[ASSIGNED TASK] Copy word for word, and only, the lines below from the one with "Target: silver car" through the last.

[INPUT FOR THIS TASK]
========

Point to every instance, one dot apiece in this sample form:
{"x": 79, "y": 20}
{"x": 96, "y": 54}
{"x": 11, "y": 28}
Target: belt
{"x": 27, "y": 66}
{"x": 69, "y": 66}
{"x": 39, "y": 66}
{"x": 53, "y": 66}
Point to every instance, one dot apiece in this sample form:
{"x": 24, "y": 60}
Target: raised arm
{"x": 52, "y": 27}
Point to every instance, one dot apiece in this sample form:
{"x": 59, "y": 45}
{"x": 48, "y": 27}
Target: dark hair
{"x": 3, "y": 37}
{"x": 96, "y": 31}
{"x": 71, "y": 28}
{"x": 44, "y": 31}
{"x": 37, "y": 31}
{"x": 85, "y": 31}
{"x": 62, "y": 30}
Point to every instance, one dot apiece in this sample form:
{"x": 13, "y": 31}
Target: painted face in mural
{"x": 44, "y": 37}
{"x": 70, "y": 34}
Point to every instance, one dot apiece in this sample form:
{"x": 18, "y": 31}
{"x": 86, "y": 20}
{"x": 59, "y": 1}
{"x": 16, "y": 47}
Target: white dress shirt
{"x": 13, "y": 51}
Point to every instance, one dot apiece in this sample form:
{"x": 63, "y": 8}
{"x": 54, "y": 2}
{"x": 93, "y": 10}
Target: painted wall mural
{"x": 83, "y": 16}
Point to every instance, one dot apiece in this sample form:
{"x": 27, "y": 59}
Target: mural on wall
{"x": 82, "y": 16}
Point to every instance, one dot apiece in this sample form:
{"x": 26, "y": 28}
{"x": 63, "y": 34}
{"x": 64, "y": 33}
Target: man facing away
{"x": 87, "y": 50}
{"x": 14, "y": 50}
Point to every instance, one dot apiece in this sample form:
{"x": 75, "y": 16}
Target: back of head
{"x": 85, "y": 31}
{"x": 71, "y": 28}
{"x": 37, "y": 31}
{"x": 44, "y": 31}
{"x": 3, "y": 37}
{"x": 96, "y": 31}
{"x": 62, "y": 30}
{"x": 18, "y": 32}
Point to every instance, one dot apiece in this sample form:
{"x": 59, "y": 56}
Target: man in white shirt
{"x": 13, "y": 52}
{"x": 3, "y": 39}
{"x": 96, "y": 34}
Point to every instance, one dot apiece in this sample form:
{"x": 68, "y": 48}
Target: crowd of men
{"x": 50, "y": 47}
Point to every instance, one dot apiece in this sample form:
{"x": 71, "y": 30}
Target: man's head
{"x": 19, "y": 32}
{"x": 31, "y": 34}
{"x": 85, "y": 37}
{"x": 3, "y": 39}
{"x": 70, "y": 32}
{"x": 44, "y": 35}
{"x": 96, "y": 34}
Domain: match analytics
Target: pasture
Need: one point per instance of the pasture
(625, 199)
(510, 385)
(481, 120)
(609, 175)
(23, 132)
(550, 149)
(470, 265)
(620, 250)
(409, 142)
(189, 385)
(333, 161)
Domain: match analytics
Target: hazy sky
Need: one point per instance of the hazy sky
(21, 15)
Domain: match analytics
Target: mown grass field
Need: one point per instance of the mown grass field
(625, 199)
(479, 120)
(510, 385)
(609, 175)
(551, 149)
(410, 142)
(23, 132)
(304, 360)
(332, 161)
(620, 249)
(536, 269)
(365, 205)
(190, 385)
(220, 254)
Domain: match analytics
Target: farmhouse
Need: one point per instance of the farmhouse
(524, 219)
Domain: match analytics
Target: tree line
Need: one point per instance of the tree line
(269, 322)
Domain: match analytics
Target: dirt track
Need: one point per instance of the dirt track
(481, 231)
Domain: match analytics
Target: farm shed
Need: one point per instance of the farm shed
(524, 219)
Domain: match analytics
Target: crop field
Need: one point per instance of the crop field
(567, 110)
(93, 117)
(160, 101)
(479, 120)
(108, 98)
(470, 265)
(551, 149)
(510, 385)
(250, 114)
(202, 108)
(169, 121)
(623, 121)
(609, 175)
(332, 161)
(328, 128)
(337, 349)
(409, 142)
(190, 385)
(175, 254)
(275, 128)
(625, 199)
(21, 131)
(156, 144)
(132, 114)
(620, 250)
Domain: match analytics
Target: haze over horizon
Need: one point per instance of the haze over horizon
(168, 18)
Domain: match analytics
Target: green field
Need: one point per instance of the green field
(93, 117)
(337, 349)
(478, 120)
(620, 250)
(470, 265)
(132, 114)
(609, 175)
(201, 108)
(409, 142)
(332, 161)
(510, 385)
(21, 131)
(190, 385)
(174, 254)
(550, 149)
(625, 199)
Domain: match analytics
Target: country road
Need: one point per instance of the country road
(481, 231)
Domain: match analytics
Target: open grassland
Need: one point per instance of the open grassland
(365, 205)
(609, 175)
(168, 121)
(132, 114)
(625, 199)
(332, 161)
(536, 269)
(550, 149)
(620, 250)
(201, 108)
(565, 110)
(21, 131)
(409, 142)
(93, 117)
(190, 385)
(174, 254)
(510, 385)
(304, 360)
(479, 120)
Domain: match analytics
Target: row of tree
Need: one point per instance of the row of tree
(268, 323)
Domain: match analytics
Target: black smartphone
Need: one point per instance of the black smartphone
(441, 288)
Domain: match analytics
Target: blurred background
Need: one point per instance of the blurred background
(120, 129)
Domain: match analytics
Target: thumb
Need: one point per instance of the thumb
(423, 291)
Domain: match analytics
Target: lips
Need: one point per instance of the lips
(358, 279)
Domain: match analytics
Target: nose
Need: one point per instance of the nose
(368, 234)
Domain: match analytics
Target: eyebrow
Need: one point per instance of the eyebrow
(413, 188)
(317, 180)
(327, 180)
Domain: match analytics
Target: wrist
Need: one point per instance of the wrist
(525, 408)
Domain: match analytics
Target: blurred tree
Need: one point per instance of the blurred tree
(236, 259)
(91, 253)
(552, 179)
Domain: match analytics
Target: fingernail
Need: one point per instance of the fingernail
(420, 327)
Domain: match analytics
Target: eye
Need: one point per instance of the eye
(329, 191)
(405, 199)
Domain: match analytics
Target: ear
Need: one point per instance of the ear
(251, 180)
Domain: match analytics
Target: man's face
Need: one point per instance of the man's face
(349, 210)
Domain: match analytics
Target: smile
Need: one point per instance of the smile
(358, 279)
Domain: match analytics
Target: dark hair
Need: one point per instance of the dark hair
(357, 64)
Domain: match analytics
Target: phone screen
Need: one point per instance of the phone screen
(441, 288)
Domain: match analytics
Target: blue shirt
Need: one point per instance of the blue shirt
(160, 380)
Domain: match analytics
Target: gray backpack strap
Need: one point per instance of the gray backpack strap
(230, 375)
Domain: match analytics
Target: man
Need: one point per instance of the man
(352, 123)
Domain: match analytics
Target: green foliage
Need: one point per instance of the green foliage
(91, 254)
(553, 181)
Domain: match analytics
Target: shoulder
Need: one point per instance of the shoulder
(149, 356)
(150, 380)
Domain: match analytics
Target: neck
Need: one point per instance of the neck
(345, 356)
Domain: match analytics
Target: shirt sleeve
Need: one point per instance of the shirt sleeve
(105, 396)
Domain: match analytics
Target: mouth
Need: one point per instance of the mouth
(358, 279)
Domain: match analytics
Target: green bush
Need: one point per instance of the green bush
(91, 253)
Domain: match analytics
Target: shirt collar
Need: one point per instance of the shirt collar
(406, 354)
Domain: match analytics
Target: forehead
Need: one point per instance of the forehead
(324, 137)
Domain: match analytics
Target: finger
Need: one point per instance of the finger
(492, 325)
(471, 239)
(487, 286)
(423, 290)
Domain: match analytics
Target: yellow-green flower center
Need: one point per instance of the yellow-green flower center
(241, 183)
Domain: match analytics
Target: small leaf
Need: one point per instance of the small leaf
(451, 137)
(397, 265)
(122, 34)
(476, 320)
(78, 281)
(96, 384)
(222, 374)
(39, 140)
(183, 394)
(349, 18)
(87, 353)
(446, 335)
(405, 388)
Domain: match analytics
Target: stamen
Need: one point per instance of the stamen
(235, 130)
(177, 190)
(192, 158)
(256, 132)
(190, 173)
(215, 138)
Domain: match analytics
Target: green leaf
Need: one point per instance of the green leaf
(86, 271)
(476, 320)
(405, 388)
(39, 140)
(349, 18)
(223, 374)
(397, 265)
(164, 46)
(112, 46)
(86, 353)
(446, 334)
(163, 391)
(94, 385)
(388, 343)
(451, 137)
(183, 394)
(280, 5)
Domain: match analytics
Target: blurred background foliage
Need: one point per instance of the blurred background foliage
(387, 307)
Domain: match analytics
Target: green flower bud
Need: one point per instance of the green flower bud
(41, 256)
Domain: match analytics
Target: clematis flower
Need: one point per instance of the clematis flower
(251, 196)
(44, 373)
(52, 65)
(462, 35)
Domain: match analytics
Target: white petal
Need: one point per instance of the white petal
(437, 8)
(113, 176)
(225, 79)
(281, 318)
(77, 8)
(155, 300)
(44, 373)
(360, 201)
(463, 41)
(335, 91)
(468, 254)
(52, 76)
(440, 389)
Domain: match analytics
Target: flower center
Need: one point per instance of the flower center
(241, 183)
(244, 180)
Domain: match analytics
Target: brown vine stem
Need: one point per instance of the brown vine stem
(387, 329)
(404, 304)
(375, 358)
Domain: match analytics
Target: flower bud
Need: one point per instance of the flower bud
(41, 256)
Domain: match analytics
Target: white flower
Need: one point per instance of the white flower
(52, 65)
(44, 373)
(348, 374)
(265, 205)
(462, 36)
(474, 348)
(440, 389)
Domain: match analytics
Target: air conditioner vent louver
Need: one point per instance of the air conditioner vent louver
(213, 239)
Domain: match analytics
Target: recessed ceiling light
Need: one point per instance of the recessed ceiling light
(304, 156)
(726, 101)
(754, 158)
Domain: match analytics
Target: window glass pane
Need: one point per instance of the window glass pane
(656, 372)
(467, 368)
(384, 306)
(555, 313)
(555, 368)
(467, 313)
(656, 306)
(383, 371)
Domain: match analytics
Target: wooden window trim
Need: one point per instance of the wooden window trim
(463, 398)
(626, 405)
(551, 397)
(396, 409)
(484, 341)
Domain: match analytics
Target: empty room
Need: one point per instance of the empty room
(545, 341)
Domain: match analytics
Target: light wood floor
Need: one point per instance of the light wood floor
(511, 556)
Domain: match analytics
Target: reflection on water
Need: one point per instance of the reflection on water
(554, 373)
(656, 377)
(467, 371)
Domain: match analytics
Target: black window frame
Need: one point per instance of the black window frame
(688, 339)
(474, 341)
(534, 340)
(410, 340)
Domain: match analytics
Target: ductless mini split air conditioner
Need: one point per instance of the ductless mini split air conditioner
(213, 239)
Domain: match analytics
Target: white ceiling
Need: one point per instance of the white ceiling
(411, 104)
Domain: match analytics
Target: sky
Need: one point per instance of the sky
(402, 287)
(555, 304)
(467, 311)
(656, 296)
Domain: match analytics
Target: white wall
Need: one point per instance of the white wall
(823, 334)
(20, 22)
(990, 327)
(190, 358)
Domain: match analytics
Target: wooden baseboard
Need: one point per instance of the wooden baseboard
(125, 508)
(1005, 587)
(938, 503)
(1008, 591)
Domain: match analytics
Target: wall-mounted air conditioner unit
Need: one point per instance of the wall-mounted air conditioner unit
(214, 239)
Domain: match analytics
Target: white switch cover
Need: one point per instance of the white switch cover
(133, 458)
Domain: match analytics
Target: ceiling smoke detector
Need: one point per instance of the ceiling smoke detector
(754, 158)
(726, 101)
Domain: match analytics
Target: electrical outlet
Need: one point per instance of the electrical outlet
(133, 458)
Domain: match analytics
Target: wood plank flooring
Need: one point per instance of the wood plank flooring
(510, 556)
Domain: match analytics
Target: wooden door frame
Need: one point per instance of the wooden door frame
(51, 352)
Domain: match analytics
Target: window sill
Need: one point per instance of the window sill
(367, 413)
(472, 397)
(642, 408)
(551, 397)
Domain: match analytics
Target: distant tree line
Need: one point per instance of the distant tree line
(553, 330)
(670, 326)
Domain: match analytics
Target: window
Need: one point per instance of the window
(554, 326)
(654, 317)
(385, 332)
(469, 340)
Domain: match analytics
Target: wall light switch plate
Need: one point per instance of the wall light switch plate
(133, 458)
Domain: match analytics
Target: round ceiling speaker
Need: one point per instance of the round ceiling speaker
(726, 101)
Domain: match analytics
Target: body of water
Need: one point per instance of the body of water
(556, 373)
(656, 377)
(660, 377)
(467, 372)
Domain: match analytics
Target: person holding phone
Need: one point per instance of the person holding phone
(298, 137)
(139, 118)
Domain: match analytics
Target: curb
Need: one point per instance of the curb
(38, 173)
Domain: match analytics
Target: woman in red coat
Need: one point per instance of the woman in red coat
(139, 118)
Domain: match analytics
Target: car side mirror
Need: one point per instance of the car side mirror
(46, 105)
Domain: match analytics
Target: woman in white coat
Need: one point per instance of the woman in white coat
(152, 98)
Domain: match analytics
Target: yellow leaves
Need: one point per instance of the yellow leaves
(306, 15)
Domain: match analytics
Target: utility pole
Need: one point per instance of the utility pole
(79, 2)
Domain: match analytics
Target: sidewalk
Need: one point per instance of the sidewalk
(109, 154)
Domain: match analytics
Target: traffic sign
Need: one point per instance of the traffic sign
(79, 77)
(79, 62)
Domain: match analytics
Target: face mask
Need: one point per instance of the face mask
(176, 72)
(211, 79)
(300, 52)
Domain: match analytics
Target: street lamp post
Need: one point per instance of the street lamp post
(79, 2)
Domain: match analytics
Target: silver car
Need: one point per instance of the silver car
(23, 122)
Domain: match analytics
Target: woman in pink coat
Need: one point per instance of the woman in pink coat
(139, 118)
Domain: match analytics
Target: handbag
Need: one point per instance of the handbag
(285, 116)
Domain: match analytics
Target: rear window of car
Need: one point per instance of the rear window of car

========

[TASK ANSWER]
Target: silver car
Need: one point per instance of the silver car
(23, 122)
Domain: match analytics
Target: woman in pink coat
Need: one point per instance of the woman in pink coat
(139, 118)
Domain: match analytics
Target: handbag
Need: one point per instance of the handbag
(285, 116)
Domain: match analytics
Target: rear window of car
Need: one point per instance of the rear window of car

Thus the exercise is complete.